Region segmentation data
= = = = = = =
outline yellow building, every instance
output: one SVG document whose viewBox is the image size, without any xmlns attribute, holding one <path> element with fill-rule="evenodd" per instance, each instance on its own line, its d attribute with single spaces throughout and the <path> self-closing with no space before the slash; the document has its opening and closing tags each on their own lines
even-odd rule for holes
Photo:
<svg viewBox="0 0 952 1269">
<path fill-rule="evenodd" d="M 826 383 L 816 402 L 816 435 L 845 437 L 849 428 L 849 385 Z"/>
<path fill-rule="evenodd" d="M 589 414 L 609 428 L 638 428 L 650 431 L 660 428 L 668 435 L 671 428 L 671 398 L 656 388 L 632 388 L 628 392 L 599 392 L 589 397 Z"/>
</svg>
= = = = = = =
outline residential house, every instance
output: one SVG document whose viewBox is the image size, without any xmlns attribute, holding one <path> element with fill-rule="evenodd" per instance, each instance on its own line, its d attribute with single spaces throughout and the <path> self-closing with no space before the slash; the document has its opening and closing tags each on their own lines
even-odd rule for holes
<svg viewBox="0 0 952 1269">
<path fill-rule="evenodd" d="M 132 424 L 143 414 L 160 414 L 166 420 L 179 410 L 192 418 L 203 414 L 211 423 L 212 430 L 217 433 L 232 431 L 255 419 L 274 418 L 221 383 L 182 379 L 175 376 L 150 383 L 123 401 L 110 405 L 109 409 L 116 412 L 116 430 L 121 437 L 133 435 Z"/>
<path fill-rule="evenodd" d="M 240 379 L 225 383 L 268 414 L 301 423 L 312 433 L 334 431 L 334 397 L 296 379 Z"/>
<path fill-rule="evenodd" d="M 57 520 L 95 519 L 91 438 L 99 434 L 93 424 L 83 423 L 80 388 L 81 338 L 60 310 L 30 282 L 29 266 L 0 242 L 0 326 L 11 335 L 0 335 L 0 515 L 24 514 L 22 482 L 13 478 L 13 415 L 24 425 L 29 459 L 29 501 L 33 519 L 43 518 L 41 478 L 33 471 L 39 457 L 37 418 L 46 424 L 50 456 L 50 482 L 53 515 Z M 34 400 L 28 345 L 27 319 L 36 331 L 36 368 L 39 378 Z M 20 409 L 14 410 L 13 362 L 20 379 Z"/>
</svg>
= = = = = = =
| Exercise task |
Please arrange the lines from the one with "outline residential house, every instance" up to and including the one with "240 379 L 225" as a two-column CSV with the columns input and output, one row for each input and its output. Put each value in a single quoted field and turn its line breaks into spaces.

| Response below |
input,output
"outline residential house, every instance output: one SVG document whose viewBox is the image size, without any xmlns attribute, holding one <path> element with fill-rule=""evenodd"" per instance, each instance on its own line, its d attribute with single spaces throughout and the <path> self-closing with no space before the slash; the document has its opening and closing tags each on their own lines even-odd rule for holes","<svg viewBox=""0 0 952 1269""> <path fill-rule=""evenodd"" d=""M 132 424 L 143 414 L 160 414 L 166 420 L 179 410 L 192 418 L 203 414 L 211 423 L 212 430 L 217 433 L 232 431 L 255 419 L 274 418 L 221 383 L 182 379 L 175 376 L 150 383 L 123 401 L 110 405 L 109 409 L 116 412 L 116 430 L 121 437 L 133 435 Z""/> <path fill-rule=""evenodd"" d=""M 240 379 L 225 383 L 268 414 L 301 423 L 312 433 L 334 431 L 334 397 L 296 379 Z""/>"